▸ **Tarefa proposta 1**
De acordo com o texto sobre a primeira entrevista de Janja como primeira-dama, por que seria necessário ir buscar a solidariedade entre os brasileiros? Responda em uma a três frases.
▸ **Tarefa proposta 2**
Prossiga com o texto sobre a entrevista de Janja a partir do ponto em que ele termina.

Em sua primeira entrevista como primeira-dama, Janja nos diz, por exemplo, que Simone Tebet e Marina Silva são lideranças incontestes da mulher brasileira, em grande parte responsáveis pela vitória de Lula. Que uma das coisas que acha mais significativas em Lula é sua energia pessoal aos 77 aos de idade. Que no governo, se tiver espaço para isso, vai se dedicar ao enfrentamento da violência contra a mulher, à contenção do crescimento do racismo entre nós e à questão da alimentação popular. Em suma, trocar entre nós o “novo ódio pela tradição brasileira do afeto”. Rosângela Silva diz que seu sonho, enfim, é recuperar o afeto e a solidariedade entre os brasileiros. Ir buscar, onde a população a deixou abandonada, a solidariedade esquecida em benefício do ódio.

▸ **Dados fornecidos**

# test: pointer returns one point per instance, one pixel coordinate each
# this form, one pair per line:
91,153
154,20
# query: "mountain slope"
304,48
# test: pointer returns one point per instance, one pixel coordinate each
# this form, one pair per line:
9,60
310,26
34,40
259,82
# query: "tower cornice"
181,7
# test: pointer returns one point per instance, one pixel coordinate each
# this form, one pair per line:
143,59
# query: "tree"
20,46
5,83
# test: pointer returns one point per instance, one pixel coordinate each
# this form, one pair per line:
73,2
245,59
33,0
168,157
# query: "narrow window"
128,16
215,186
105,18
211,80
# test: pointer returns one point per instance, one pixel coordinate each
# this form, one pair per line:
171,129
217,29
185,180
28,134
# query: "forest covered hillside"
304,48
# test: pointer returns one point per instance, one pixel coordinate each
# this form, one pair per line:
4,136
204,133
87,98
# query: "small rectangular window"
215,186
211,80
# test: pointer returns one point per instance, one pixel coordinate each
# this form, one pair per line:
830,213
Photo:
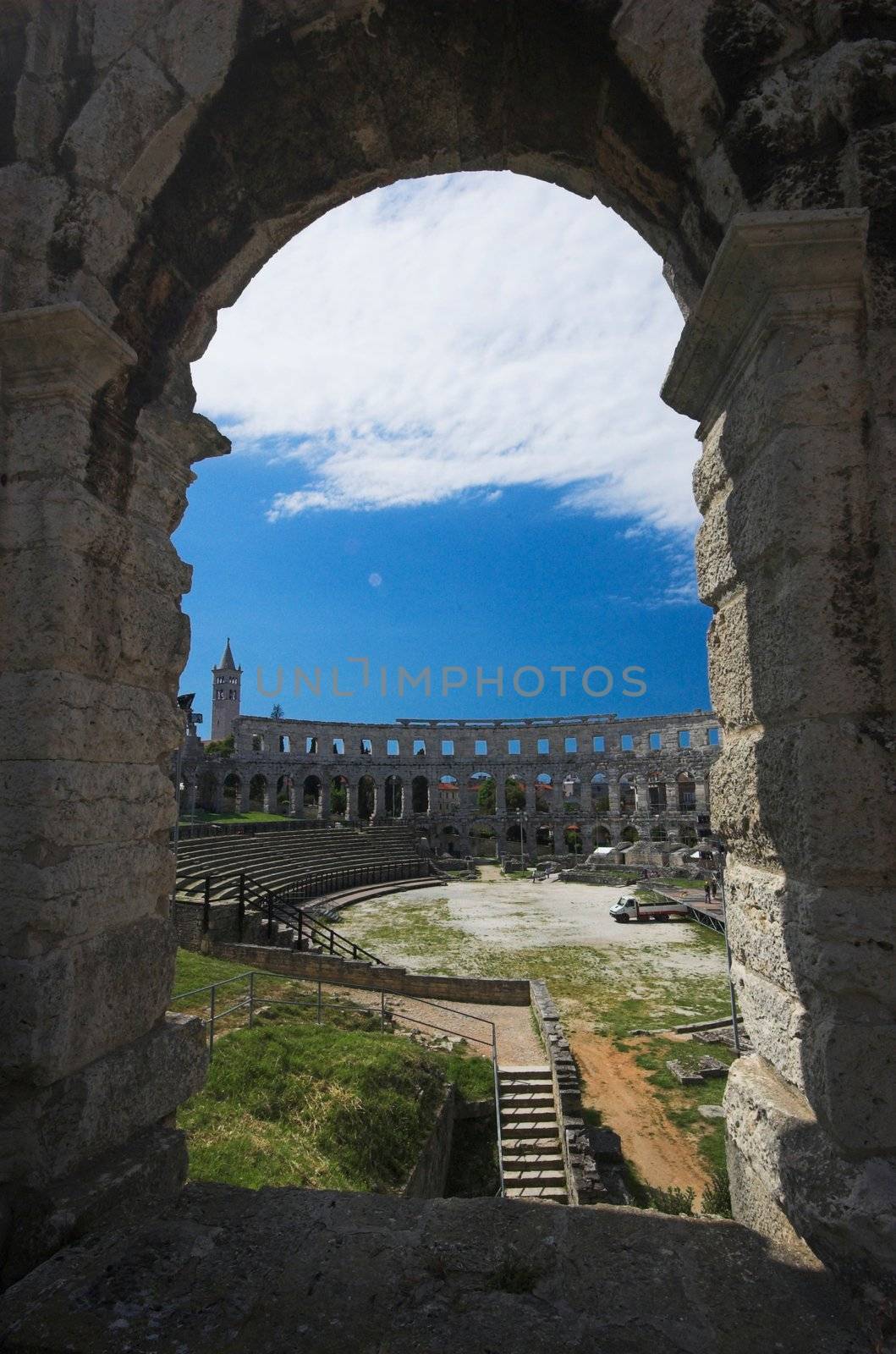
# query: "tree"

▸ **Resposta 1**
Porque a população a deixou abandonada e a solidariedade acabou esquecida em benefício do ódio. Por isso, o sonho de Rosângela Silva é recuperar o afeto e a solidariedade entre os brasileiros.

▸ **Resposta 2**
Ela quer, antes de tudo, contar com essa ressignificação dos valores que considera os mais brasileiros. Uma ressignificação em que o papel de Isabel viria a calhar. Vamos arregaçar as mangas e começar a trabalhar na direção que essas meninas nos propõem para o Brasil, nesses quatro anos de recuperação diante de nós mesmos. Com festa e tragédia, com alegria e tristeza, na celebração e na pena, faremos o que elas gostariam que fizéssemos.